[Start Available data]
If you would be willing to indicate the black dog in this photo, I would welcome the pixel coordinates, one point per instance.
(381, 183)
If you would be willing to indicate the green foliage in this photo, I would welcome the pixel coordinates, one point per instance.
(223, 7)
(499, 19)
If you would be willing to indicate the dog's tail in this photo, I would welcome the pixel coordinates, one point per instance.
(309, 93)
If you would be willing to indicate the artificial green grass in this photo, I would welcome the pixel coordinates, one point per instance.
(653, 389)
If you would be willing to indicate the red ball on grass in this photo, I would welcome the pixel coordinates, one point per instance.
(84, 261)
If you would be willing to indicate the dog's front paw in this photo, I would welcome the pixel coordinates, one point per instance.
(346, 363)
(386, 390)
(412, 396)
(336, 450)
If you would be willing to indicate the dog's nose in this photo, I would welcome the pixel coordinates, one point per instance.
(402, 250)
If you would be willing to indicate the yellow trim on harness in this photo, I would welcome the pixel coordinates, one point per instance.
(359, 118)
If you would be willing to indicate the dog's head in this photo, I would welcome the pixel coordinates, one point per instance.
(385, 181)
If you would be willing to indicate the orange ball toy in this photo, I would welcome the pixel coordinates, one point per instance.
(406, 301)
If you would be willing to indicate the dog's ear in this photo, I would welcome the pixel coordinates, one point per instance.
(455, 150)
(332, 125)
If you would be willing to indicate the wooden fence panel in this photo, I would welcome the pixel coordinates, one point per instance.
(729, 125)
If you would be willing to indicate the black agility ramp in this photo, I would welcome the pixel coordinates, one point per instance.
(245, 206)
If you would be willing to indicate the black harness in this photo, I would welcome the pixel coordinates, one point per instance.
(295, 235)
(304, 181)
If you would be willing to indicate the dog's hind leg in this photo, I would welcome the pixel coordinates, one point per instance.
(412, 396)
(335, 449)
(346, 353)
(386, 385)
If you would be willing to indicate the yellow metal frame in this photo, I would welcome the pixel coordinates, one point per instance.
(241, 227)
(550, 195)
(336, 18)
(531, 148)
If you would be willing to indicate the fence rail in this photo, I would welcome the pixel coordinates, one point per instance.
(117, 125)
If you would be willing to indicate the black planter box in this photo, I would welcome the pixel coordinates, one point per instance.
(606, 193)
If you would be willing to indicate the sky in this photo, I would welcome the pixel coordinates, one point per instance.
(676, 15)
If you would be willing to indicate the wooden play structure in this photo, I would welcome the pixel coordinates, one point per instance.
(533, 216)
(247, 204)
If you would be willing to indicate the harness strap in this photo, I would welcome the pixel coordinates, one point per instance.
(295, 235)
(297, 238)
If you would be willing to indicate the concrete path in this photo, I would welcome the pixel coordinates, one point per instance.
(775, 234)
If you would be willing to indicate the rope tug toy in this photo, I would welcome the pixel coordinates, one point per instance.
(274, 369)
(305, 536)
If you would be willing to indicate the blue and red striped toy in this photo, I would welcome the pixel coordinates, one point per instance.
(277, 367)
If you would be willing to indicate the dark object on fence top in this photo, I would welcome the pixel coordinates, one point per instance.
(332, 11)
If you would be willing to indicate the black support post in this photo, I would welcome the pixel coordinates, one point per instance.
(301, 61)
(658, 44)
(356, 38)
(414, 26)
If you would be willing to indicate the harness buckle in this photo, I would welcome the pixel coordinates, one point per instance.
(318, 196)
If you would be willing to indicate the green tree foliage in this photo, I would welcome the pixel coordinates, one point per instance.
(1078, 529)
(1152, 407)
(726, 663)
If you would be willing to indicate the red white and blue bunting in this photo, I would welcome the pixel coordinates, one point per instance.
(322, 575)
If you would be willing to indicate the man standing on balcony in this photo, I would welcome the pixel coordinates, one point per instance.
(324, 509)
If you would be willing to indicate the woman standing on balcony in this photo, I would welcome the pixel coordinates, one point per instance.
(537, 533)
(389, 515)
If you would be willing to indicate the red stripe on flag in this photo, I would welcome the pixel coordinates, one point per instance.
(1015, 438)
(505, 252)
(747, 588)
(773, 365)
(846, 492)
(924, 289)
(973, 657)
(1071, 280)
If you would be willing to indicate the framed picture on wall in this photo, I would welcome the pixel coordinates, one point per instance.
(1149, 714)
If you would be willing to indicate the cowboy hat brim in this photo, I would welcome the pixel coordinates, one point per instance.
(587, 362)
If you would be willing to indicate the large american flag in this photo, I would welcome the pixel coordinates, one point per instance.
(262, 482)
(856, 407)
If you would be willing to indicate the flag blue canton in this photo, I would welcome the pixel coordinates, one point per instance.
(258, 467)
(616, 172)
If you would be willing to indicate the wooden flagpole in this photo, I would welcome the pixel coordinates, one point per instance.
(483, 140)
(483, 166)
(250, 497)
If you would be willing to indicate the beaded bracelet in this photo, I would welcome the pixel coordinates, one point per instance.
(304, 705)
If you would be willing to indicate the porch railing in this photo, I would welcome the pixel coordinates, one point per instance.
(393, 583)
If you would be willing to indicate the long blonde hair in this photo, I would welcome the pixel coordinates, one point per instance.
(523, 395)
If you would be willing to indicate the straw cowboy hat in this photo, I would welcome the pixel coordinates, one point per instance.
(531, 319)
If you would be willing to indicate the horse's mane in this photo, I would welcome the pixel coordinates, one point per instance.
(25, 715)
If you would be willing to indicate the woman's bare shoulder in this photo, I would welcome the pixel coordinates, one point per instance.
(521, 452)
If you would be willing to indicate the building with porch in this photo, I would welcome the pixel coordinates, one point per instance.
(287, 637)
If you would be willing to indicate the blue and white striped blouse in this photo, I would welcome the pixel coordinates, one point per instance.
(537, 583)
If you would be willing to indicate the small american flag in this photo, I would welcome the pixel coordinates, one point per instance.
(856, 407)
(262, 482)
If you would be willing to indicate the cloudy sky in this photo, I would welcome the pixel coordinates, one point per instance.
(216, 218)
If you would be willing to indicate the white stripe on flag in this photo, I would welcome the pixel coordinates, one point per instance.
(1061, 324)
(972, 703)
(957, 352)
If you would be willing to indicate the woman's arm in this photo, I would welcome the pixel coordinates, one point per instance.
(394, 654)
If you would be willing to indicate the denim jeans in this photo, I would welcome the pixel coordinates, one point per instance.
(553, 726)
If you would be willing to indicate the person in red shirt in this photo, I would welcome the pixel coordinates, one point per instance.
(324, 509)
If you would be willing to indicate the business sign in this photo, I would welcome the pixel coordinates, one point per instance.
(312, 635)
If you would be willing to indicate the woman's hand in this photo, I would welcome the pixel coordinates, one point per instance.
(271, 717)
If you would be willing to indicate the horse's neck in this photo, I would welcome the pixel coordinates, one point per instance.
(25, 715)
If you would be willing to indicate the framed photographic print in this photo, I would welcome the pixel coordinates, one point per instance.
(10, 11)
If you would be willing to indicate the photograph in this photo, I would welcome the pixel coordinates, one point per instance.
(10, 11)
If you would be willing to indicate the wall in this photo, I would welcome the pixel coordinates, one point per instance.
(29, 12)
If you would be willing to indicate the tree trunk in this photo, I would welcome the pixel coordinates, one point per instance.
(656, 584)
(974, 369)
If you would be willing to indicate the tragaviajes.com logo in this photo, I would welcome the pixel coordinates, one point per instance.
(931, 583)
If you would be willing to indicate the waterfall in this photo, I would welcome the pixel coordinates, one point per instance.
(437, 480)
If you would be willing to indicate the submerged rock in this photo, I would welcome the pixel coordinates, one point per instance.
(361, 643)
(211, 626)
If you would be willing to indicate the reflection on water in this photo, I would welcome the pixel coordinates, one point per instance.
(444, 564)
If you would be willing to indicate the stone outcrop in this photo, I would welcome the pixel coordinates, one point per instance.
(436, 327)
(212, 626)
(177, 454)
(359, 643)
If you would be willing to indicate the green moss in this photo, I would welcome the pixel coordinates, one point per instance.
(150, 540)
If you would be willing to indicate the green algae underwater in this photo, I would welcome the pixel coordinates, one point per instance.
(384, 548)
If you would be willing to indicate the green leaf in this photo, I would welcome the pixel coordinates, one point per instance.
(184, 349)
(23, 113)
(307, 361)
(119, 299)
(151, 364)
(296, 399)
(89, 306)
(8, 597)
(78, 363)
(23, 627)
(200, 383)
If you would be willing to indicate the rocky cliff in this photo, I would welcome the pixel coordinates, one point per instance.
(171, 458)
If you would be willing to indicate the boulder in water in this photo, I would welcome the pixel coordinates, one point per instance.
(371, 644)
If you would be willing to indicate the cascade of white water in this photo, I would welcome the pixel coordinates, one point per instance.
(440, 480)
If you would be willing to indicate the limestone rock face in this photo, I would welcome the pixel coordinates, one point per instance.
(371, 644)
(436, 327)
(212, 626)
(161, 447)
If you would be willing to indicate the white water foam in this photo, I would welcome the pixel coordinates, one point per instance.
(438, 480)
[End Available data]
## Exercise
Copy the rows word for word, starting with the line that contains "If you would be willing to indicate the white water" and ending with the last row.

## Output for this exercise
If you would be willing to indicate the white water foam in this photo, I would welcome the pixel coordinates, one point per instance.
(438, 480)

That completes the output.